#### THE PROBLEM:
Nothing but the lines from the one with "white surf line?" to the final line should be returned, each exactly as it appears.

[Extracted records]
^^^^
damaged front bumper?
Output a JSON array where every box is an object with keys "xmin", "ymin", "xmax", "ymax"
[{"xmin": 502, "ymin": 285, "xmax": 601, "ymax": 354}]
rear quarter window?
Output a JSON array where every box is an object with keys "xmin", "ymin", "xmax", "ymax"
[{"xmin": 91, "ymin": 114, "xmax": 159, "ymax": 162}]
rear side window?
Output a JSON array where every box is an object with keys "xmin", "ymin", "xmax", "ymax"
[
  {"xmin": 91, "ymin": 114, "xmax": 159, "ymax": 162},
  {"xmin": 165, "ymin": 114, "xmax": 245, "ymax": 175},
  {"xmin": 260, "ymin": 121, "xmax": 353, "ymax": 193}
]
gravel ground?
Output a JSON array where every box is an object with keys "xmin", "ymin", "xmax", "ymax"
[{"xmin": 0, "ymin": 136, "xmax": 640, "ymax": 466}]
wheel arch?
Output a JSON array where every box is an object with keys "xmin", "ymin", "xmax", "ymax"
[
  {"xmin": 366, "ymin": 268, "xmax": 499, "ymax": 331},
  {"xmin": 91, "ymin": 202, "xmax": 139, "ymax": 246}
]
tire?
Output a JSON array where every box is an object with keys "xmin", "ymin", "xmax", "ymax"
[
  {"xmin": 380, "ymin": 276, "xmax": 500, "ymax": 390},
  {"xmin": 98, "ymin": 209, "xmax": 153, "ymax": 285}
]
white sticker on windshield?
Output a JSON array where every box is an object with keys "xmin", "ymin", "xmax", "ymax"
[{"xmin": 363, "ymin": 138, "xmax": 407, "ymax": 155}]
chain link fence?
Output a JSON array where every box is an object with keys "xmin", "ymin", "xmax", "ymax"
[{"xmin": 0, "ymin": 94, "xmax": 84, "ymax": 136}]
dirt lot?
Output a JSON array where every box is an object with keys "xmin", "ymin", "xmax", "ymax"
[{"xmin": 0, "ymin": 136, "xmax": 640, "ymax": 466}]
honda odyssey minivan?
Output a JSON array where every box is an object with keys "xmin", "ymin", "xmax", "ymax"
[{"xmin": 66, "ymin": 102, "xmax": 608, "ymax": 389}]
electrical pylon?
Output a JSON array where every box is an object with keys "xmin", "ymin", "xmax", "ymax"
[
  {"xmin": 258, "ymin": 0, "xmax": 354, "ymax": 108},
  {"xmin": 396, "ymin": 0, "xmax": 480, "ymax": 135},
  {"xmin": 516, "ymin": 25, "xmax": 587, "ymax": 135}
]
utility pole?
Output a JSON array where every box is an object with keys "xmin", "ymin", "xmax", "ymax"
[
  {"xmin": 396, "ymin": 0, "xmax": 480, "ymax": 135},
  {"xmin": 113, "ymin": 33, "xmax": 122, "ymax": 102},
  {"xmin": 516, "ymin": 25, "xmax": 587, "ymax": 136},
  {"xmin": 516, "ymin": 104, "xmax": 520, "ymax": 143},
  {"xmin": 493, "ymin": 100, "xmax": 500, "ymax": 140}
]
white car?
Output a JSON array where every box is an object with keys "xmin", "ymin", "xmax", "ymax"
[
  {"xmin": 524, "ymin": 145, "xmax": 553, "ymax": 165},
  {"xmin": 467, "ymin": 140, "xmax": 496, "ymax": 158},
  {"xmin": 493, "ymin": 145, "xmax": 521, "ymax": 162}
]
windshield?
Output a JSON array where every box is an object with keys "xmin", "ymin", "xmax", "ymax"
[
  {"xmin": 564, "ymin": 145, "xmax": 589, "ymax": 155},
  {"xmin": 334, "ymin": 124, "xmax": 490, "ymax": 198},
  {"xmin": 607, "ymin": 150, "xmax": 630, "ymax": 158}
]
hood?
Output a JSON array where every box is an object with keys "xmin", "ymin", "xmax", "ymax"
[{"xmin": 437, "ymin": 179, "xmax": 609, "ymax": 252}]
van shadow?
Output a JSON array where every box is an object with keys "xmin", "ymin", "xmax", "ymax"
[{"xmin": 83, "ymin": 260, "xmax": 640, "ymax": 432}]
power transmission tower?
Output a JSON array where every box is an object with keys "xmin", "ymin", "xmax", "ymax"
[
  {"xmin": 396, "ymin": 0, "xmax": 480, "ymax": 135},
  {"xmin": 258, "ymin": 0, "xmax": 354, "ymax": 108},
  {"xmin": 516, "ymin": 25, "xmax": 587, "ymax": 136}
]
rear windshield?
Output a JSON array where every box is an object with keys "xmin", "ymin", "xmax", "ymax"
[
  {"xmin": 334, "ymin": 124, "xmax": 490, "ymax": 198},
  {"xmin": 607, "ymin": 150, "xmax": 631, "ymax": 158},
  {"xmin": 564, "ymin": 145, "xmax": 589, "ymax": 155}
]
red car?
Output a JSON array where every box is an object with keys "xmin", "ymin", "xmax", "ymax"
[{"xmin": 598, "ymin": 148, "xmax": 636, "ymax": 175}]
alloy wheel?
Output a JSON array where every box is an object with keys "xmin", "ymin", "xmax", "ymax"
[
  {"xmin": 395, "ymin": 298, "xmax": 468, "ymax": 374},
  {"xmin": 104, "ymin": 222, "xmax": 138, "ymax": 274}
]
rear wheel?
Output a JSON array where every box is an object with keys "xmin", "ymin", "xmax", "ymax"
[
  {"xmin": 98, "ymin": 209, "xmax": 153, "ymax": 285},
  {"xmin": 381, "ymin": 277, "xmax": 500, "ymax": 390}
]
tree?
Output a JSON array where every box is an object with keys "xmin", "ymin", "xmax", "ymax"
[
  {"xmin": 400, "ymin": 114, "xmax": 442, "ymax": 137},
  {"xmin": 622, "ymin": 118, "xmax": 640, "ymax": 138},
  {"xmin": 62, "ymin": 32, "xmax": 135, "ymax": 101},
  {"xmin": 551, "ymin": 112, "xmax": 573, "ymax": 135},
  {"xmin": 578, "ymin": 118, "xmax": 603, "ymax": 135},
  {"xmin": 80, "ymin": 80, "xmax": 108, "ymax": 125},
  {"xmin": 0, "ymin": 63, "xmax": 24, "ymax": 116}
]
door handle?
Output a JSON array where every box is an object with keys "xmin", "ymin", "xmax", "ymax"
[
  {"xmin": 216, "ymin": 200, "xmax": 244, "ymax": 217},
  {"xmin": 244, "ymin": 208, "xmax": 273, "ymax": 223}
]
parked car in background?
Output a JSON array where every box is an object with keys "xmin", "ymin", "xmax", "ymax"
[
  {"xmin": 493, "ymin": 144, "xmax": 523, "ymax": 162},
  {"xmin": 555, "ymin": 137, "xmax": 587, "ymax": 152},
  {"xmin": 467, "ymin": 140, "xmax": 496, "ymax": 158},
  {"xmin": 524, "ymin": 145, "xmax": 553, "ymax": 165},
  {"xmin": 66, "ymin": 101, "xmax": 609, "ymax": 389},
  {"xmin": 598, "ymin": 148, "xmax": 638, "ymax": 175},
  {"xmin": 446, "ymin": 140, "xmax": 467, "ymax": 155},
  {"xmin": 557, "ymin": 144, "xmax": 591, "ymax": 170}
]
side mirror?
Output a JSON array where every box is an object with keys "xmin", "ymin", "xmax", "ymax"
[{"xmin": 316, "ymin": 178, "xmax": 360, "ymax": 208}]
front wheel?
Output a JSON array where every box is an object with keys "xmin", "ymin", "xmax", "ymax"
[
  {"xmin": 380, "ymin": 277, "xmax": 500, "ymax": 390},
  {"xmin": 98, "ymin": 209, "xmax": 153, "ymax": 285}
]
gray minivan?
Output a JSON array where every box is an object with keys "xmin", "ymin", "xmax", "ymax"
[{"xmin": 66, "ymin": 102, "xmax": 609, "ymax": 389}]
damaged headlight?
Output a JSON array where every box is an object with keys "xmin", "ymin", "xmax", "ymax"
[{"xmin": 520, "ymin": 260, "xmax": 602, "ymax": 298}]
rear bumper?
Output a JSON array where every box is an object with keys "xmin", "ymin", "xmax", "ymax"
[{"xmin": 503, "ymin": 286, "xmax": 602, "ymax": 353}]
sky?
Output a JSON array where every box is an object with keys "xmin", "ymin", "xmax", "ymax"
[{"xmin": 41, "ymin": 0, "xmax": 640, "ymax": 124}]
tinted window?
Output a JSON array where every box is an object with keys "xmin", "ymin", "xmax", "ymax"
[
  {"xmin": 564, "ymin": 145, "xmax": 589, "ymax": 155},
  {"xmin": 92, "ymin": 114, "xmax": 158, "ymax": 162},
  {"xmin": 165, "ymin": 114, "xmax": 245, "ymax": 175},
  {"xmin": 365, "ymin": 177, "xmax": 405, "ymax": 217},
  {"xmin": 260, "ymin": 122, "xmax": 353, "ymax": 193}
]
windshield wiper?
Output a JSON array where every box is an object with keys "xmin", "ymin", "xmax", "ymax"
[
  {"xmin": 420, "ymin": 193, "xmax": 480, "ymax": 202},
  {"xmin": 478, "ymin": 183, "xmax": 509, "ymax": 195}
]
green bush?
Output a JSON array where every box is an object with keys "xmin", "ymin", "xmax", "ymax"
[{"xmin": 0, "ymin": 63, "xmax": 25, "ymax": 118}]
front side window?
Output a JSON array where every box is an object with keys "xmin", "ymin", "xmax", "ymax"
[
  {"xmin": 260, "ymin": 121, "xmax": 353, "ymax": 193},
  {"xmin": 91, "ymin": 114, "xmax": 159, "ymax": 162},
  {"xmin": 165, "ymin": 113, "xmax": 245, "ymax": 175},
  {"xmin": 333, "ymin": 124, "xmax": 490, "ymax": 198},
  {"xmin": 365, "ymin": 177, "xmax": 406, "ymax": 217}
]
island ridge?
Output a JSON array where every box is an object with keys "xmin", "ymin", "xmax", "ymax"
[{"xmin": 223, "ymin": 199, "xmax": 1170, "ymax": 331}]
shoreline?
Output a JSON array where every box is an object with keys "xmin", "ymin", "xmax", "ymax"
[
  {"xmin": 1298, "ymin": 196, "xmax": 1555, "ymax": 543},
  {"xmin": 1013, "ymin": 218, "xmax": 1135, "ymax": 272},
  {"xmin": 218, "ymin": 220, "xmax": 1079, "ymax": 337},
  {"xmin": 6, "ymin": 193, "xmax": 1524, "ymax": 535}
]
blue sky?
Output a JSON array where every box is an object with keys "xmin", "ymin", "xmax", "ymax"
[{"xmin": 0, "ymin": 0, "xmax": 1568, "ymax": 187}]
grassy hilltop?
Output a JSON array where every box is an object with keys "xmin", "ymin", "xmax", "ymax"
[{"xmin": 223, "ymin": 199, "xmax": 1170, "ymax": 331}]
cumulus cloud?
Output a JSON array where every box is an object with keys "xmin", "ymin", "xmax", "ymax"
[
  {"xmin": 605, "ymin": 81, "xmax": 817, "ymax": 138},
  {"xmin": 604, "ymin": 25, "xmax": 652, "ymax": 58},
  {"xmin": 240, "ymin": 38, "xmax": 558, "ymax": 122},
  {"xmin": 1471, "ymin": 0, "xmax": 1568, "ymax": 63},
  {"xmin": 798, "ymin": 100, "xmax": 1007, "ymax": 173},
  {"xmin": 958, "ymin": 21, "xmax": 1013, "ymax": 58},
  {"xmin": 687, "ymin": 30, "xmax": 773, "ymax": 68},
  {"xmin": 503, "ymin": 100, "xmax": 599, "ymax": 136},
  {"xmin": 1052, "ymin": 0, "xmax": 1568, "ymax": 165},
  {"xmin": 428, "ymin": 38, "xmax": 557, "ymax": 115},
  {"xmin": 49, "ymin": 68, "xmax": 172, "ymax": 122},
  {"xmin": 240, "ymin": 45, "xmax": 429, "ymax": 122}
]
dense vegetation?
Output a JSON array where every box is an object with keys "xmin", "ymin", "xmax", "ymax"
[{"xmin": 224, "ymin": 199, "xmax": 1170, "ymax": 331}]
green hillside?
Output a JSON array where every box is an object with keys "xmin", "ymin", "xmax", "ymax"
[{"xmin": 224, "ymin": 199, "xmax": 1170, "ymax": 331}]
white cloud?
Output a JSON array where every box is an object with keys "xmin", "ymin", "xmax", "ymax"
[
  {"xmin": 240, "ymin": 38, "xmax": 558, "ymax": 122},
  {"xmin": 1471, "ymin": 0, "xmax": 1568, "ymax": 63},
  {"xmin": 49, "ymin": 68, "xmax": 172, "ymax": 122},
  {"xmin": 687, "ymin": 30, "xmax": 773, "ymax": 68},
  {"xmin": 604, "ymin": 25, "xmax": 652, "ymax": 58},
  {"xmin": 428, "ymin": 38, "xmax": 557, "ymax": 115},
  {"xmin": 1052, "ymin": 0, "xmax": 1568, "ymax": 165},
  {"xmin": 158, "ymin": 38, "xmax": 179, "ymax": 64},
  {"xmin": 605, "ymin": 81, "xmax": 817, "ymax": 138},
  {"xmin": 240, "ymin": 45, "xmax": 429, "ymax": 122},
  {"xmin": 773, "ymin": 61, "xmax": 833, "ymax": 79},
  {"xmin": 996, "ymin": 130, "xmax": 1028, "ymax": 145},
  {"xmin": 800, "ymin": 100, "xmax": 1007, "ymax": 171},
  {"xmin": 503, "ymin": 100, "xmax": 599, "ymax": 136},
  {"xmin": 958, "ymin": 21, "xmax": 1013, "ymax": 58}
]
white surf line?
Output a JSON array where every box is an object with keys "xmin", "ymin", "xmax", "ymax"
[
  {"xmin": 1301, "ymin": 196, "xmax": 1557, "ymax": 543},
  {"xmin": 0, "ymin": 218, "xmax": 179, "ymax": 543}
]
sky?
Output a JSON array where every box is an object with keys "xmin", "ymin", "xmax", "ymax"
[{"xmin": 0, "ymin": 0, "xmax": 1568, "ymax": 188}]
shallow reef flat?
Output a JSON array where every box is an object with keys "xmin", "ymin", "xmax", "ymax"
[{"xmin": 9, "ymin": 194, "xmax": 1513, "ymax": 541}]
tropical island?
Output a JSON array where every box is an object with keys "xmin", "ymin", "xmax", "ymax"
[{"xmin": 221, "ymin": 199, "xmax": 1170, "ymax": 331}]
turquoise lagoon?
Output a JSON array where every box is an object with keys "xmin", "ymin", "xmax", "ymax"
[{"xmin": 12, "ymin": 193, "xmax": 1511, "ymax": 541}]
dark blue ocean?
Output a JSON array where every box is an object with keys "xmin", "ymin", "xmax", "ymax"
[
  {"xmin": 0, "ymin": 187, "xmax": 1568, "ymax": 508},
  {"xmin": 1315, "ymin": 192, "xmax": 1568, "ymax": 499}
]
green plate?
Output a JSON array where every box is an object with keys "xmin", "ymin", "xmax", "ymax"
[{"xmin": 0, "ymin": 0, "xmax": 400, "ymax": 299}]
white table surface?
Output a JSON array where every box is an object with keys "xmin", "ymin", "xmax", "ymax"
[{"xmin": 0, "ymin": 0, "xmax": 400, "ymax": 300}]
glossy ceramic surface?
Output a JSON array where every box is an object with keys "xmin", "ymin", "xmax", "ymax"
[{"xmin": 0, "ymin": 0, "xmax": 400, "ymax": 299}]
^^^^
#### WORKED ANSWER:
white surf line?
Output a JSON array where every box is an object with keys "xmin", "ymin", "xmax", "ymax"
[
  {"xmin": 1301, "ymin": 196, "xmax": 1557, "ymax": 543},
  {"xmin": 0, "ymin": 218, "xmax": 179, "ymax": 543}
]
sky?
Output a JSON array where every box is an object with keys "xmin", "ymin", "xmax", "ymax"
[{"xmin": 0, "ymin": 0, "xmax": 1568, "ymax": 188}]
shallow reef flat?
Output a JSON array where every box is an object with keys "xmin", "ymin", "xmax", "ymax"
[{"xmin": 9, "ymin": 194, "xmax": 1513, "ymax": 541}]
tropical island?
Output a JSON array where every box is an object with keys "xmin", "ymin", "xmax", "ymax"
[{"xmin": 221, "ymin": 199, "xmax": 1170, "ymax": 331}]
turquoise lagoon?
Output a JSON array where every box is an object with keys "xmin", "ymin", "xmax", "ymax"
[{"xmin": 12, "ymin": 193, "xmax": 1511, "ymax": 541}]
dark blue ocean?
Output a JSON array where every box is an object with keys "xmin", "ymin", "xmax", "ymax"
[
  {"xmin": 0, "ymin": 187, "xmax": 1568, "ymax": 508},
  {"xmin": 1315, "ymin": 192, "xmax": 1568, "ymax": 499}
]
green plate?
Output a JSON array where every box is an object with keys "xmin", "ymin", "xmax", "ymax"
[{"xmin": 0, "ymin": 0, "xmax": 400, "ymax": 299}]
white table surface?
Output a JSON array where every box is an object with keys "xmin", "ymin", "xmax", "ymax"
[{"xmin": 0, "ymin": 0, "xmax": 400, "ymax": 300}]
glossy ceramic surface?
Output a JSON array where every box is an object with keys "xmin", "ymin", "xmax", "ymax"
[{"xmin": 0, "ymin": 0, "xmax": 400, "ymax": 299}]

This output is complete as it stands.